(Raw records)
────────────────────────────────────────

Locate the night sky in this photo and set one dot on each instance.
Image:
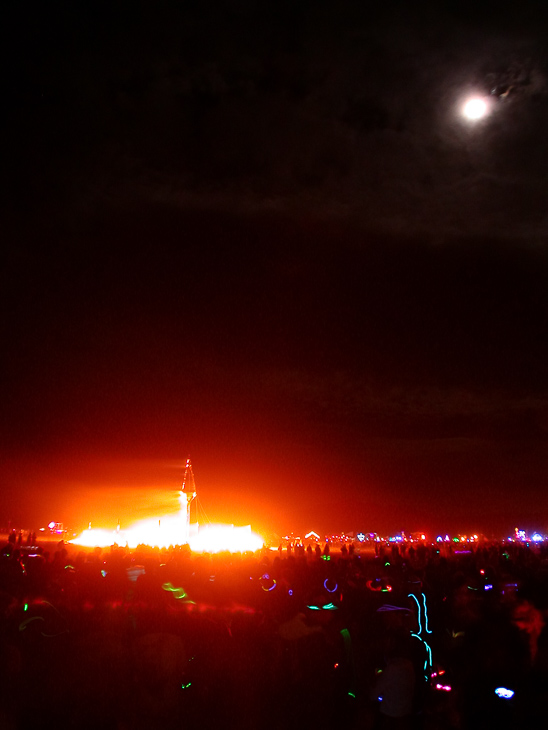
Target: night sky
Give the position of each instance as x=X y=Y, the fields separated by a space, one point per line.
x=260 y=233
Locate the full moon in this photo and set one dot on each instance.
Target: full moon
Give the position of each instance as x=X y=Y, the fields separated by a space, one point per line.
x=475 y=109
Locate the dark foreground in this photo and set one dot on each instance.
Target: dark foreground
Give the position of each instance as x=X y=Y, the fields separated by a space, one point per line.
x=165 y=639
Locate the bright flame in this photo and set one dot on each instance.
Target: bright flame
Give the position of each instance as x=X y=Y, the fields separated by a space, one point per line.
x=170 y=530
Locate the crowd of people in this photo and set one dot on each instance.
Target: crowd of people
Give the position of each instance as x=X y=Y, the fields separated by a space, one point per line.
x=416 y=637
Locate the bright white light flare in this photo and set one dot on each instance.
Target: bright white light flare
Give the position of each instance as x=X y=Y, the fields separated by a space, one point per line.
x=170 y=530
x=475 y=108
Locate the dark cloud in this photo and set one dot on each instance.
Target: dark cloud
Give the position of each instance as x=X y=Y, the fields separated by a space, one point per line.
x=264 y=235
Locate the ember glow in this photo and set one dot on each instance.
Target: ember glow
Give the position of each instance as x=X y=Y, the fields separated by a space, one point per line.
x=169 y=531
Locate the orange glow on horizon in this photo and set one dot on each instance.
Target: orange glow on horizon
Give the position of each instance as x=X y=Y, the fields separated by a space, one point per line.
x=170 y=530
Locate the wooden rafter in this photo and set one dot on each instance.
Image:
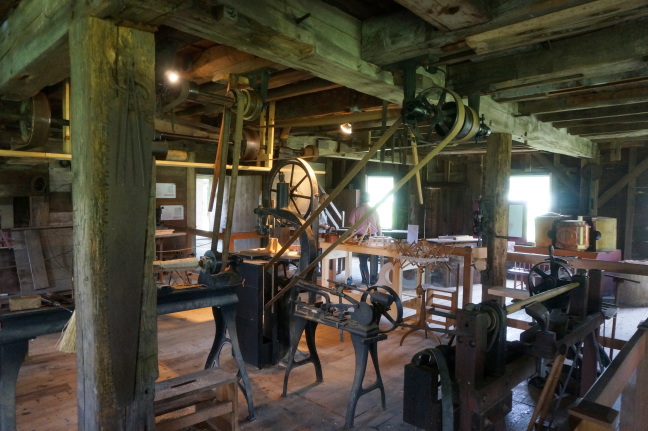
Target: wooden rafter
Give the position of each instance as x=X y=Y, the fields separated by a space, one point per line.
x=616 y=188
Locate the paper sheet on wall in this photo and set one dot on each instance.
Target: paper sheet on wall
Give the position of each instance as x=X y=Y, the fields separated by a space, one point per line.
x=165 y=190
x=172 y=212
x=412 y=233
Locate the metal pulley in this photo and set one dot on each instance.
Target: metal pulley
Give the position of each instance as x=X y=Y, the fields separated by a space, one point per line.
x=444 y=110
x=540 y=280
x=34 y=118
x=301 y=186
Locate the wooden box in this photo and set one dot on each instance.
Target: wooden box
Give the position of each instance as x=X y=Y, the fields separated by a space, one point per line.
x=606 y=226
x=24 y=303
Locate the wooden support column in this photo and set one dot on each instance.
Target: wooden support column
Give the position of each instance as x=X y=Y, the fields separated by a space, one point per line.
x=190 y=241
x=495 y=209
x=589 y=186
x=113 y=105
x=630 y=206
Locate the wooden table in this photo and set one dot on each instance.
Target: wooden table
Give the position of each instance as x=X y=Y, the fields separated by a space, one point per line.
x=469 y=254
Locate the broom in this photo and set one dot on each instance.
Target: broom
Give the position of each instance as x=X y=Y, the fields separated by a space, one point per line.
x=67 y=342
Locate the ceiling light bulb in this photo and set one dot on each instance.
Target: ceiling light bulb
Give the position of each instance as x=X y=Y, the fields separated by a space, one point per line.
x=172 y=76
x=346 y=128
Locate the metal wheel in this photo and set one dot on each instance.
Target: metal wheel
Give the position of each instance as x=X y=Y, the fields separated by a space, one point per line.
x=541 y=280
x=382 y=297
x=34 y=127
x=302 y=187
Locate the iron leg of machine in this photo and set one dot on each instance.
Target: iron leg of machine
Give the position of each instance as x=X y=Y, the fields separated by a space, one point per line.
x=225 y=320
x=363 y=347
x=12 y=356
x=297 y=327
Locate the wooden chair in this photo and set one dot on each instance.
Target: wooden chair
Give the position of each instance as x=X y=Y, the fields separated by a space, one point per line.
x=445 y=299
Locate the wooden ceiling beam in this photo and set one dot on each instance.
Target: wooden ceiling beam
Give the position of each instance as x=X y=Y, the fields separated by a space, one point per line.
x=391 y=38
x=594 y=113
x=636 y=126
x=567 y=21
x=308 y=86
x=34 y=50
x=566 y=87
x=619 y=49
x=536 y=134
x=339 y=100
x=313 y=37
x=638 y=94
x=448 y=15
x=618 y=119
x=217 y=62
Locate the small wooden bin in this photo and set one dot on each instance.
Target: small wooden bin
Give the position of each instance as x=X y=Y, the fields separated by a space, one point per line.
x=205 y=396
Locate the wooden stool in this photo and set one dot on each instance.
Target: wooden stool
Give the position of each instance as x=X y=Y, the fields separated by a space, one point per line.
x=208 y=395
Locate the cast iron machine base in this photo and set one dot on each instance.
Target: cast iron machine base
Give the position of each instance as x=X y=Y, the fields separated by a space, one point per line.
x=224 y=312
x=360 y=318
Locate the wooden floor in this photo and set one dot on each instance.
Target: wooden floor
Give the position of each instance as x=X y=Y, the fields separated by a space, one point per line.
x=46 y=398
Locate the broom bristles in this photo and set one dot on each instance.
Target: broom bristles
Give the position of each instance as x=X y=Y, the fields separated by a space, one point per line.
x=67 y=342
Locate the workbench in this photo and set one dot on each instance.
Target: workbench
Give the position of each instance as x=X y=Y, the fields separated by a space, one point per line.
x=469 y=254
x=17 y=328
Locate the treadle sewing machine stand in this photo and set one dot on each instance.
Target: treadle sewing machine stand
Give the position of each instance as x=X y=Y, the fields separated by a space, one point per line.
x=360 y=319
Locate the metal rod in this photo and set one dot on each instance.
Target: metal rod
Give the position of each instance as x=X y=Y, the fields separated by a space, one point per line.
x=236 y=153
x=541 y=297
x=219 y=178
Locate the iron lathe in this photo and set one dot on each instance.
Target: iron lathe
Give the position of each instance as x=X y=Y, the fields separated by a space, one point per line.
x=468 y=386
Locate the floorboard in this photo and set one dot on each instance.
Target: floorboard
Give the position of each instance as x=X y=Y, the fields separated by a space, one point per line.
x=46 y=392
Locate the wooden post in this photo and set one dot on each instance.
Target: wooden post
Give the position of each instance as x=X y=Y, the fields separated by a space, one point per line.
x=495 y=209
x=113 y=105
x=630 y=206
x=190 y=241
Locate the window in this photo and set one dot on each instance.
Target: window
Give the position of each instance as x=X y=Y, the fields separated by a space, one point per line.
x=535 y=191
x=377 y=187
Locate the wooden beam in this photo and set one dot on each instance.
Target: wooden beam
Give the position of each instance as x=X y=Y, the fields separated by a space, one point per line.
x=567 y=85
x=569 y=20
x=448 y=14
x=495 y=208
x=388 y=39
x=34 y=49
x=563 y=61
x=541 y=136
x=308 y=86
x=217 y=62
x=638 y=94
x=113 y=105
x=628 y=234
x=339 y=100
x=620 y=119
x=608 y=129
x=558 y=118
x=632 y=175
x=557 y=173
x=326 y=43
x=30 y=40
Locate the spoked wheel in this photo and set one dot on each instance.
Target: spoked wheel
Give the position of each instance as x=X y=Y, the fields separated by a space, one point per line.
x=302 y=185
x=382 y=297
x=541 y=280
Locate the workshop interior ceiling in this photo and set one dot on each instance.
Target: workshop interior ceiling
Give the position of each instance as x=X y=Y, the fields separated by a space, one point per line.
x=578 y=65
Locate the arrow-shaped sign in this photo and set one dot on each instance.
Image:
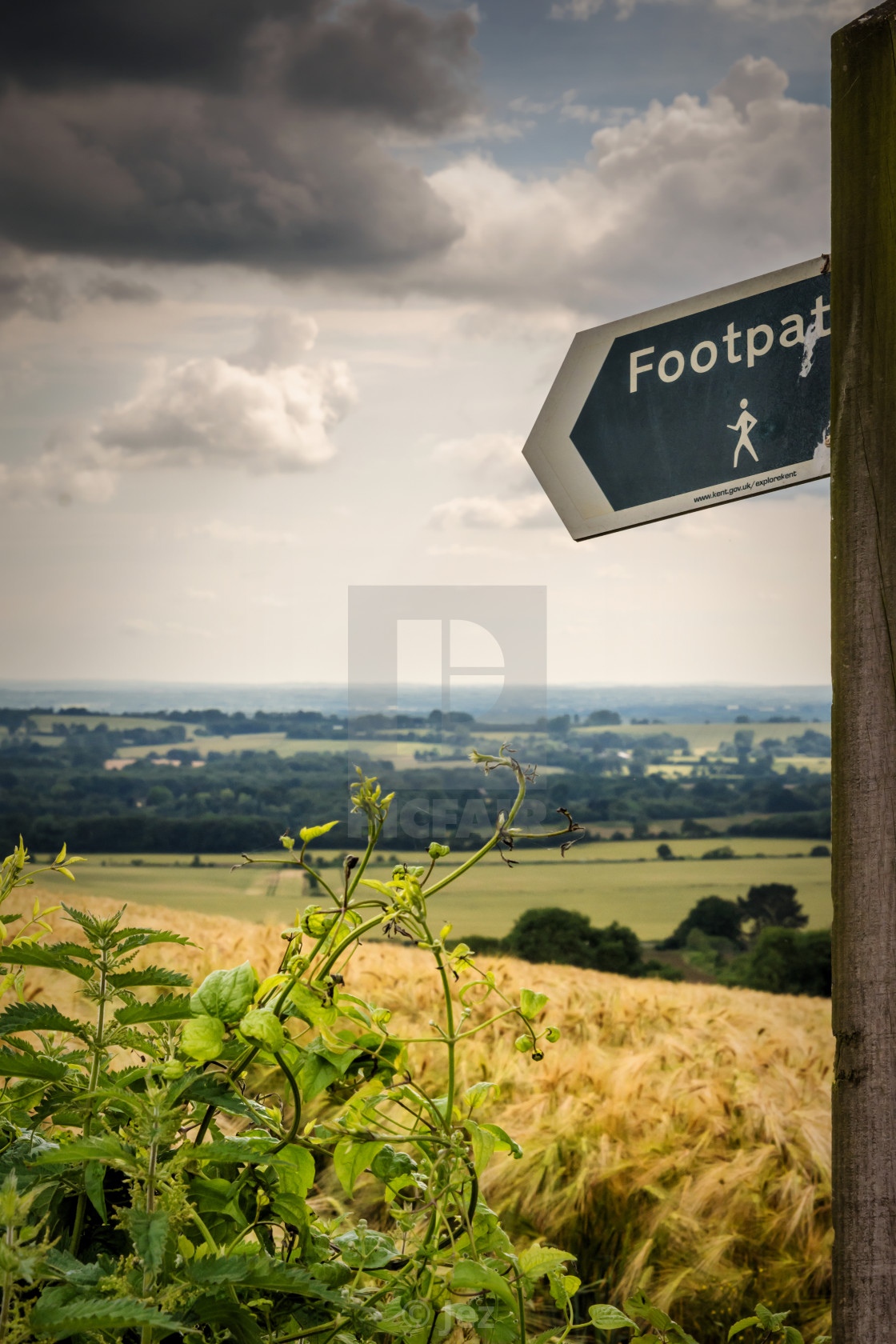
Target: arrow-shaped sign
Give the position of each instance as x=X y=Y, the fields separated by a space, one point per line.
x=692 y=405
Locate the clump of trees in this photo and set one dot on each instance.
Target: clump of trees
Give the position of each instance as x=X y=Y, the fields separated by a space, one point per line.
x=757 y=942
x=567 y=937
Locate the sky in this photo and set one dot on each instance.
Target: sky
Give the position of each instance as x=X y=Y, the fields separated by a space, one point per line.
x=284 y=286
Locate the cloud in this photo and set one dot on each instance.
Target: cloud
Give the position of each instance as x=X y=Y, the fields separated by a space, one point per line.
x=490 y=460
x=114 y=290
x=490 y=512
x=496 y=458
x=281 y=339
x=731 y=186
x=243 y=534
x=383 y=58
x=825 y=11
x=126 y=174
x=246 y=130
x=31 y=286
x=210 y=411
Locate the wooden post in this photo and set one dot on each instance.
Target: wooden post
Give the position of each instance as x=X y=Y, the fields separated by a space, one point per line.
x=864 y=674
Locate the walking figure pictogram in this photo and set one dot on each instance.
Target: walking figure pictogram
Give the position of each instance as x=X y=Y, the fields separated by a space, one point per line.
x=743 y=425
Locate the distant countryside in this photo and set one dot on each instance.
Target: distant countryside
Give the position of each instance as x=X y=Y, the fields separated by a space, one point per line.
x=672 y=814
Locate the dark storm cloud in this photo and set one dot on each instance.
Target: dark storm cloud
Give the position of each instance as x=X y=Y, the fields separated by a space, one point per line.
x=226 y=132
x=142 y=174
x=113 y=290
x=203 y=43
x=27 y=286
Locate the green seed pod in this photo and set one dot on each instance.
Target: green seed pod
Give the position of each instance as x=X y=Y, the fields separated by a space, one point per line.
x=263 y=1027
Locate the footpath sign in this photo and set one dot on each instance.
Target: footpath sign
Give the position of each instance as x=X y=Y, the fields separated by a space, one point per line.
x=692 y=405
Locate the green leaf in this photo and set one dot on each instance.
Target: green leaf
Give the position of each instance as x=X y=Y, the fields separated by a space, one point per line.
x=34 y=954
x=606 y=1318
x=652 y=1314
x=742 y=1326
x=390 y=893
x=132 y=938
x=237 y=1150
x=226 y=994
x=306 y=1004
x=261 y=1272
x=504 y=1144
x=150 y=1234
x=292 y=1209
x=94 y=1178
x=536 y=1260
x=67 y=1310
x=482 y=1144
x=472 y=1277
x=308 y=834
x=34 y=1016
x=150 y=976
x=31 y=1066
x=104 y=1148
x=364 y=1247
x=263 y=1027
x=167 y=1008
x=296 y=1171
x=203 y=1038
x=390 y=1164
x=480 y=1093
x=351 y=1159
x=219 y=1092
x=531 y=1003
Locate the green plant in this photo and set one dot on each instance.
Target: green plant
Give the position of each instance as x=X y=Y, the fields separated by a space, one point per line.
x=765 y=1326
x=158 y=1160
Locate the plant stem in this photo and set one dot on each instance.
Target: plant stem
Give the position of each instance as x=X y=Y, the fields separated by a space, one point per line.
x=7 y=1288
x=297 y=1105
x=81 y=1209
x=146 y=1335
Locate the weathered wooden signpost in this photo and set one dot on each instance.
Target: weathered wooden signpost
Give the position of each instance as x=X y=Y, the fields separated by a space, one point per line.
x=864 y=674
x=751 y=389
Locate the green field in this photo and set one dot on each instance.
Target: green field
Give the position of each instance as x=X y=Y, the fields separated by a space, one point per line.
x=613 y=881
x=399 y=751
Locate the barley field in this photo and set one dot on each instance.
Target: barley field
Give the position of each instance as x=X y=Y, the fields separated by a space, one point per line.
x=611 y=881
x=678 y=1138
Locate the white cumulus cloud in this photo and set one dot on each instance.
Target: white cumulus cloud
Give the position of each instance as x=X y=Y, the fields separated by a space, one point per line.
x=261 y=411
x=730 y=186
x=490 y=460
x=492 y=512
x=825 y=11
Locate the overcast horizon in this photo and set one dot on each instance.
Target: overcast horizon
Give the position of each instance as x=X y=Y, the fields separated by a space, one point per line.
x=282 y=292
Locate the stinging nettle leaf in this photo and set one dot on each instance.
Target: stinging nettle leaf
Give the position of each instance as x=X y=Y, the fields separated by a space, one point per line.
x=168 y=1008
x=609 y=1318
x=34 y=1016
x=150 y=1234
x=31 y=1066
x=150 y=976
x=62 y=1310
x=34 y=954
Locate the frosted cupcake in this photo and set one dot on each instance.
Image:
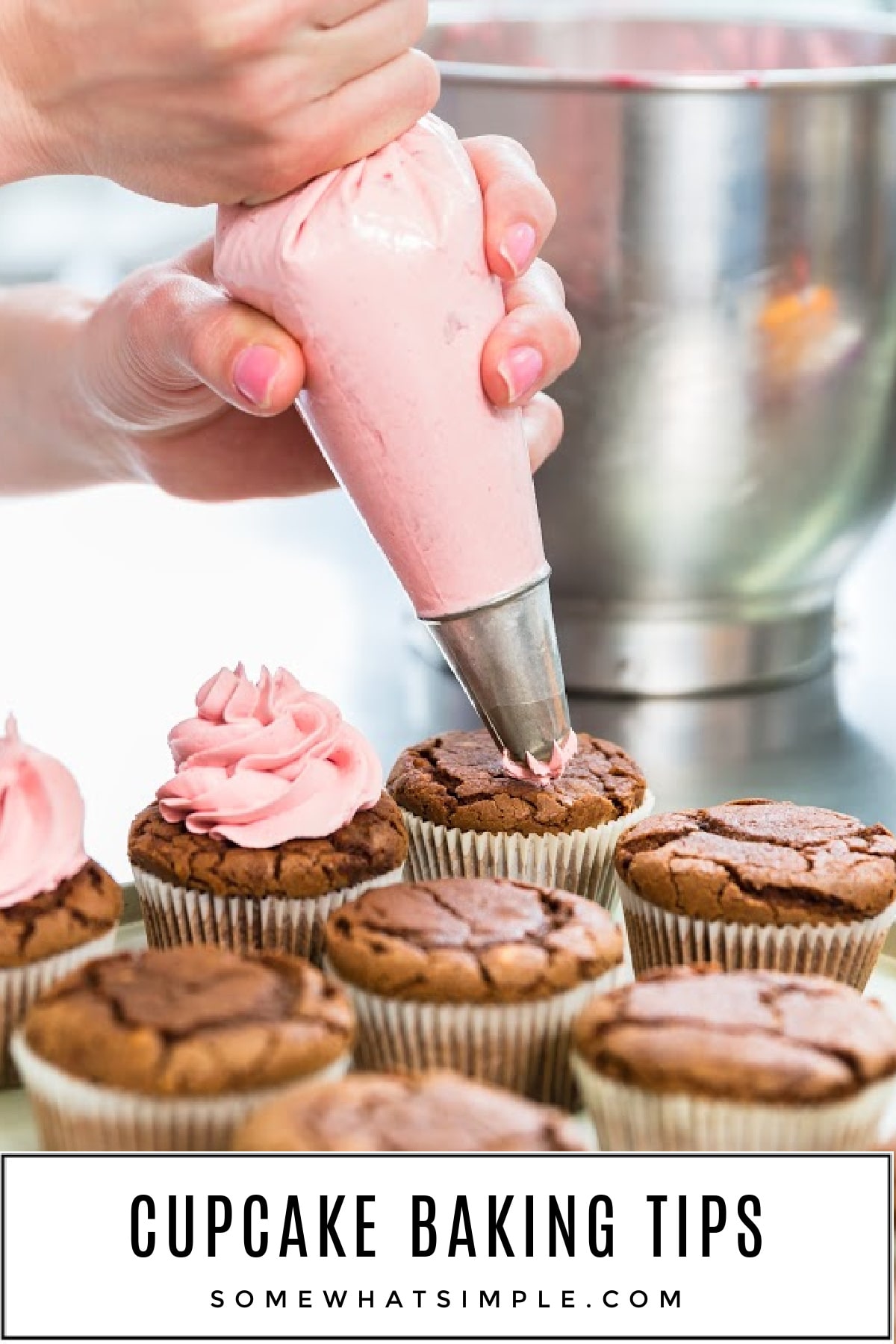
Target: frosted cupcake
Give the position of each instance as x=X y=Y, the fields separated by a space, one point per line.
x=472 y=815
x=276 y=816
x=759 y=885
x=692 y=1060
x=57 y=906
x=172 y=1050
x=482 y=977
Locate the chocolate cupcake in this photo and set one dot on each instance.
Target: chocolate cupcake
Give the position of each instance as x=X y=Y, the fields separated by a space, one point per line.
x=276 y=818
x=171 y=1050
x=480 y=976
x=414 y=1113
x=758 y=885
x=57 y=906
x=467 y=816
x=692 y=1060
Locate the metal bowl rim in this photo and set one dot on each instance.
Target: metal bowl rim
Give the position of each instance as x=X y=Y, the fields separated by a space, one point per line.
x=640 y=82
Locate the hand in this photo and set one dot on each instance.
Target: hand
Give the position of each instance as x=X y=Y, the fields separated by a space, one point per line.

────────────────────────────────────────

§ Exercise goal
Exactly and only the lines from the one containing "Locate the metal bowl" through the end of the material are to be reproduced, both ends included.

§ Output for this task
Locate the metal bowl rim in this photo and set one dot on each instance.
Target: metal bowl rim
Give the position of each instance as x=X y=Y, the fields separated by a space, one point per line.
x=640 y=82
Locate the hand in this photo and set one dot on each instance.
Target: hand
Give the position of each instance as x=X y=Y, the fields separated by a space, one point per line.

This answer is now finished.